§ Exercise requirements
1. List each thing the Thailand teaching narrative says Valerie Sauers plans to do after the grant.
2. Retype the Thailand teaching narrative from "Valerie Sauers, known" to "back to Spain.".
3. Answer these questions from the Thailand teaching narrative:
(a) In which two subjects did Valerie Sauers earn her degree?
(b) How many months into the grant is the writer at the time of writing?
(c) Which two tasks did the writer imagine the Thai host teacher would help with?

Valerie Sauers, known by her Thai nickname Warie, is from Mechanicsburg, Pennsylvania. She graduated from Franklin and Marshall College in May of 2011 with a degree in Spanish and Anthropology. After graduation she spent three years in Spain putting her language and anthropology skills to use and teaching English in the Basque Country. She is currently a teacher at Ban Ku Muang school, in a small village outside of Ubon Ratchathani, where she teaches kindergarten through junior high students that learning English can be fun! After the grant she plans to return to the USA where she will spend the holidays sipping tea in hopefully freezing temperatures, indulging in home cooked meals and getting in some much needed family time before moving back to Spain.
Eight months into the grant, it’s hard to recall exactly what went through my mind as I strategically packed and repacked my suitcase last September. I suppose that if I had to put it into writing, which apparently a narrative requires, I’d have to say that I expected it to be more.. well, rustic. To live in the middle of rice paddies, have no access to American delicacies (peanut butter and granola bars!), to spend the year without internet or cellular services trading those connections for new ones that would be made in my village. When we first got our placements I was maybe the only person who did not email my host teacher. Coming off of a three year stint teaching English in Spain through a government program that did not have the most ‘hands-on’ host teachers (read: full independence), I imagined that my relationship with my Thai host teacher would be similar if not the same. We would work well together, she would help me file paperwork that I couldn’t understand, and make my schedule. While our work relationship would be positive, outside of school we would have our own lives that could occasionally overlap, but typically wouldn’t.

§ Items
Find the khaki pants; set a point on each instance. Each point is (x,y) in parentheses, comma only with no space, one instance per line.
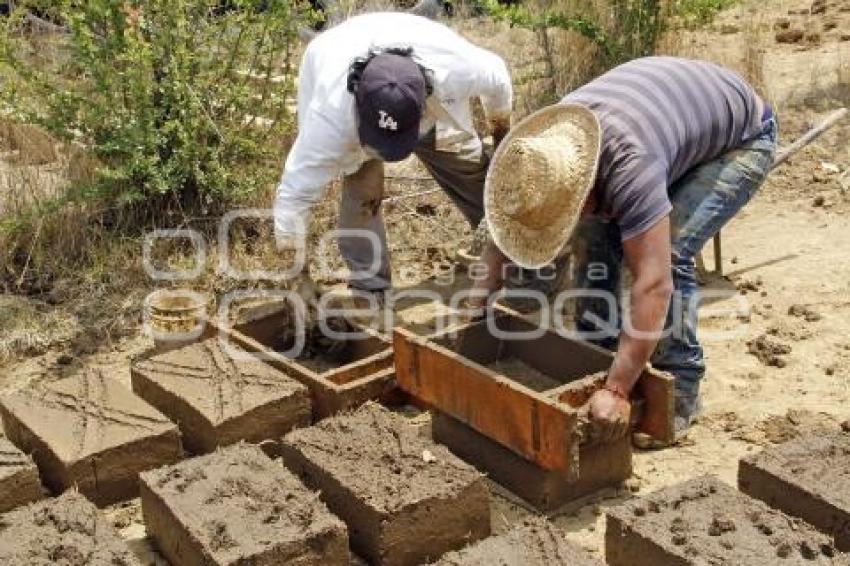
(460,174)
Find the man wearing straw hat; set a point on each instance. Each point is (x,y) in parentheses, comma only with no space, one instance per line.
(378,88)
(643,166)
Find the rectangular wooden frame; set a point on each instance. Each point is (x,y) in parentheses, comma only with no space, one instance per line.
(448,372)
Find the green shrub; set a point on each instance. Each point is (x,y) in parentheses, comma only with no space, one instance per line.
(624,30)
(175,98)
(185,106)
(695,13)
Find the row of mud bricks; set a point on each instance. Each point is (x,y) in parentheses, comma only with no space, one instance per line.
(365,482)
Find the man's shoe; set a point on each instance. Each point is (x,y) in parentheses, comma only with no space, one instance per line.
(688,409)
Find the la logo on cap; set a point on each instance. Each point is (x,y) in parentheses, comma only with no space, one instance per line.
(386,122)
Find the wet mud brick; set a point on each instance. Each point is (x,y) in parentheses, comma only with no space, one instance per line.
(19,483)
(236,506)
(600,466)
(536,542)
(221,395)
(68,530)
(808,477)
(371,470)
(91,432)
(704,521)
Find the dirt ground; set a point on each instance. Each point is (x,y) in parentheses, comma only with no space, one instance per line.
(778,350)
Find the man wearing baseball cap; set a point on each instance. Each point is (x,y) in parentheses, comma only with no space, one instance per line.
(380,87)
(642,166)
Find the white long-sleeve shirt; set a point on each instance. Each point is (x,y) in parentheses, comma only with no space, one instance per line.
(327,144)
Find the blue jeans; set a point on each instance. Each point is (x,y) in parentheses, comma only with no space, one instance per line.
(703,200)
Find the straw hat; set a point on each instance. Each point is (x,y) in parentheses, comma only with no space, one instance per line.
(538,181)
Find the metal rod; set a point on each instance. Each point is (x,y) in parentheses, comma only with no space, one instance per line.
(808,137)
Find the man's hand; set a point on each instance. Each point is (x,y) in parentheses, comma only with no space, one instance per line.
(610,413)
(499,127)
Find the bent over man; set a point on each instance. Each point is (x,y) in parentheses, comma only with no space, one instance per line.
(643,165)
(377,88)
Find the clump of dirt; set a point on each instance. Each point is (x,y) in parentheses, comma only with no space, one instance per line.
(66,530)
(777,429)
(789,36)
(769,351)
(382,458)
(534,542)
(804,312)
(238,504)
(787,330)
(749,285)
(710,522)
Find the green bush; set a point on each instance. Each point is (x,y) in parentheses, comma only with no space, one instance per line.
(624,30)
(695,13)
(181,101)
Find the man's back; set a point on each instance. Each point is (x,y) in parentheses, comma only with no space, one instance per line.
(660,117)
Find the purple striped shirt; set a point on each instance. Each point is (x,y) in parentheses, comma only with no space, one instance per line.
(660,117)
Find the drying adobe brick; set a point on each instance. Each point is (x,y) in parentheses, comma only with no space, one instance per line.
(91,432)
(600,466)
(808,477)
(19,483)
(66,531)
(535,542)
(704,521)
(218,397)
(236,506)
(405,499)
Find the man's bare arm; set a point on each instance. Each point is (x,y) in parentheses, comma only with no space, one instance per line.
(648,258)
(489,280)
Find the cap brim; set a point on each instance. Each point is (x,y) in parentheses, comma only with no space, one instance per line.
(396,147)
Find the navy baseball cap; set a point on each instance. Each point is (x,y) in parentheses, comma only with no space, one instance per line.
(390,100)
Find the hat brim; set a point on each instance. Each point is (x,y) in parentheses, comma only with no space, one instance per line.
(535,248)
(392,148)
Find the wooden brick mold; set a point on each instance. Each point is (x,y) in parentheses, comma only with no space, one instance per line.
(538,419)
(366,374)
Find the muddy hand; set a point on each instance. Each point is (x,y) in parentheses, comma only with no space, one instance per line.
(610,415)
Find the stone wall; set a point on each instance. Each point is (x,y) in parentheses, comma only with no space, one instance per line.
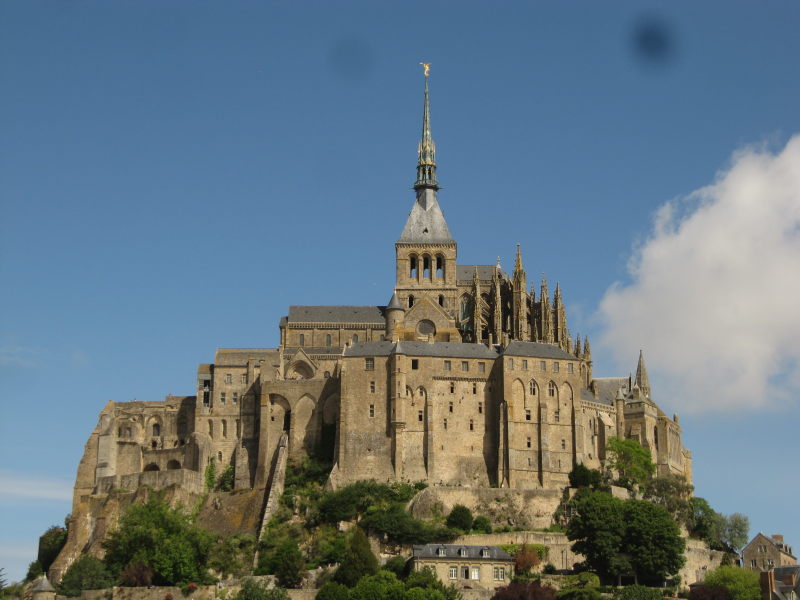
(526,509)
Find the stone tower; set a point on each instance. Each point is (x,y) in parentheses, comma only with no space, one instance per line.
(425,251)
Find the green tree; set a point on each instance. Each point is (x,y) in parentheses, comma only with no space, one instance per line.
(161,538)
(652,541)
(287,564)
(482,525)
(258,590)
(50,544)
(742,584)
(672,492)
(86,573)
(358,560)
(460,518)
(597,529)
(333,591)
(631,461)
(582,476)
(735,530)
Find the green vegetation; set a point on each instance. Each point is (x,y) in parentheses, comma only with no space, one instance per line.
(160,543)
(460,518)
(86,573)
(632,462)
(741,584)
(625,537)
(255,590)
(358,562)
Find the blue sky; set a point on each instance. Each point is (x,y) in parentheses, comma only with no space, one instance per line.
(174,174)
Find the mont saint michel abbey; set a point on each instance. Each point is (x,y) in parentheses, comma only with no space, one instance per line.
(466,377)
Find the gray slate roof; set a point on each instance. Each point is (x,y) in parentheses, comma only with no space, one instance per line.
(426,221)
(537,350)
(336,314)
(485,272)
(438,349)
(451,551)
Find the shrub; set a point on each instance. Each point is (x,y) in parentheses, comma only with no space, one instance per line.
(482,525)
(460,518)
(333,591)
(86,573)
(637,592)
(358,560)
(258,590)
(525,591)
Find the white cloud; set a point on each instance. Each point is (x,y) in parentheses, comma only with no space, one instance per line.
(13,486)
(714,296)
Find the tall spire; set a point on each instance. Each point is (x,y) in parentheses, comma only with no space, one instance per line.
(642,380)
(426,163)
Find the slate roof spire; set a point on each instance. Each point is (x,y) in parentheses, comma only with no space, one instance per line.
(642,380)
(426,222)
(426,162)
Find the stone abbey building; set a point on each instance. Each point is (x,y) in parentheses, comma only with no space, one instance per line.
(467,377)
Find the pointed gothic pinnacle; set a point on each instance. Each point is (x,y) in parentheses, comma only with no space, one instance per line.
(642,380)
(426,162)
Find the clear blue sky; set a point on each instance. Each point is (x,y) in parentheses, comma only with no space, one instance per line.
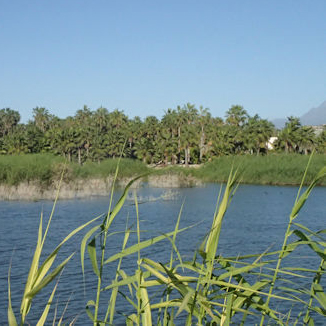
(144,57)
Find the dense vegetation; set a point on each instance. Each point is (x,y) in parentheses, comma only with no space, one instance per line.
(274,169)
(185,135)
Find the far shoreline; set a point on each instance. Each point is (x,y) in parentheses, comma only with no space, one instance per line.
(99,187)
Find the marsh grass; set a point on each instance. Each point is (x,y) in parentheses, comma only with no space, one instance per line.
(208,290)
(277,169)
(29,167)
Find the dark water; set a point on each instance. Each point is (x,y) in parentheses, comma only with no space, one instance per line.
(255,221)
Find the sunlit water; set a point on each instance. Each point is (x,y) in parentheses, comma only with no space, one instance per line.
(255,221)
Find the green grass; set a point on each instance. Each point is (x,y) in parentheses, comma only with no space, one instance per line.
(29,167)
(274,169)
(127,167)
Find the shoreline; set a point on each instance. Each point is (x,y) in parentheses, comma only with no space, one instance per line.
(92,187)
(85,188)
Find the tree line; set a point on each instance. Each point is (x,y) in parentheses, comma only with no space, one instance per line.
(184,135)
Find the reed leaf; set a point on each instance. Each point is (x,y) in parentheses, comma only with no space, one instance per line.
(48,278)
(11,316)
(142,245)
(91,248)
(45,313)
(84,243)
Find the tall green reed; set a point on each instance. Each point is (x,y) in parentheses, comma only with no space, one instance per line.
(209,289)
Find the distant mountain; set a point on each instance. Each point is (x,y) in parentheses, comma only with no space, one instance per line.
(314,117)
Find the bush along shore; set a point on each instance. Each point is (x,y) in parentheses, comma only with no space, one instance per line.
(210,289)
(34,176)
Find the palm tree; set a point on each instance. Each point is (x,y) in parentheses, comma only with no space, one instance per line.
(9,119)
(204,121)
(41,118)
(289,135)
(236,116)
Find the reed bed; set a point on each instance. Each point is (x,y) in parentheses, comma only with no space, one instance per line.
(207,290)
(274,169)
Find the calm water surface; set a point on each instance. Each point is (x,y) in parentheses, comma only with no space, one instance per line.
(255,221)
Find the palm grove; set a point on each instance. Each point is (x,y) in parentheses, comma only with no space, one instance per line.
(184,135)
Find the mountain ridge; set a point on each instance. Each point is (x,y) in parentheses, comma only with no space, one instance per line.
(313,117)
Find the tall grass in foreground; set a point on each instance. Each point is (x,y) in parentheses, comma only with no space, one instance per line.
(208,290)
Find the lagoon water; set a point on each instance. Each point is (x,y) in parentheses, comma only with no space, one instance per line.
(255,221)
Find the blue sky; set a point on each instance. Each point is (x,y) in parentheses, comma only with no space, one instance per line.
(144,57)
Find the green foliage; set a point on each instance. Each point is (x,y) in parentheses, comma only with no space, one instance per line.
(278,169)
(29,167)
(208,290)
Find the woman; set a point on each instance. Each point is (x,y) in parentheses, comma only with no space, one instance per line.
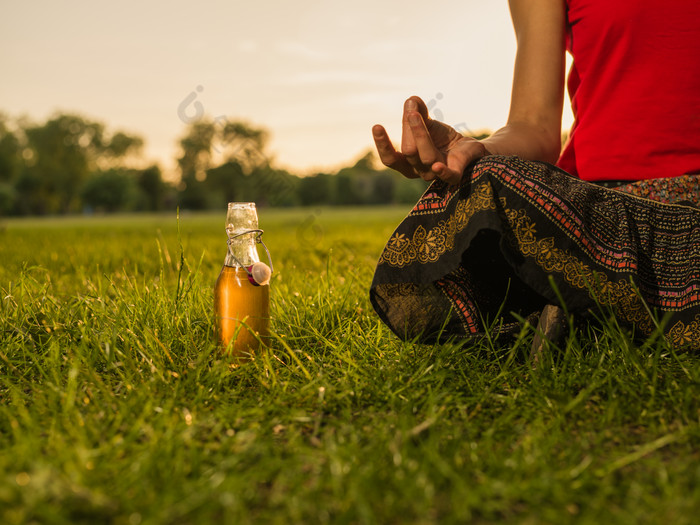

§ Outputs by task
1.
- Return to the USA
- Spend the holidays sipping tea in hopefully freezing temperatures
- Indulge in home cooked meals
- Get in some much needed family time
- Move back to Spain

2.
Valerie Sauers, known by her Thai nickname Warie, is from Mechanicsburg, Pennsylvania. She graduated from Franklin and Marshall College in May of 2011 with a degree in Spanish and Anthropology. After graduation she spent three years in Spain putting her language and anthropology skills to use and teaching English in the Basque Country. She is currently a teacher at Ban Ku Muang school, in a small village outside of Ubon Ratchathani, where she teaches kindergarten through junior high students that learning English can be fun! After the grant she plans to return to the USA where she will spend the holidays sipping tea in hopefully freezing temperatures, indulging in home cooked meals and getting in some much needed family time before moving back to Spain.

3.
(a) Spanish and Anthropology
(b) Eight months
(c) Filing paperwork the writer could not understand and making the writer's schedule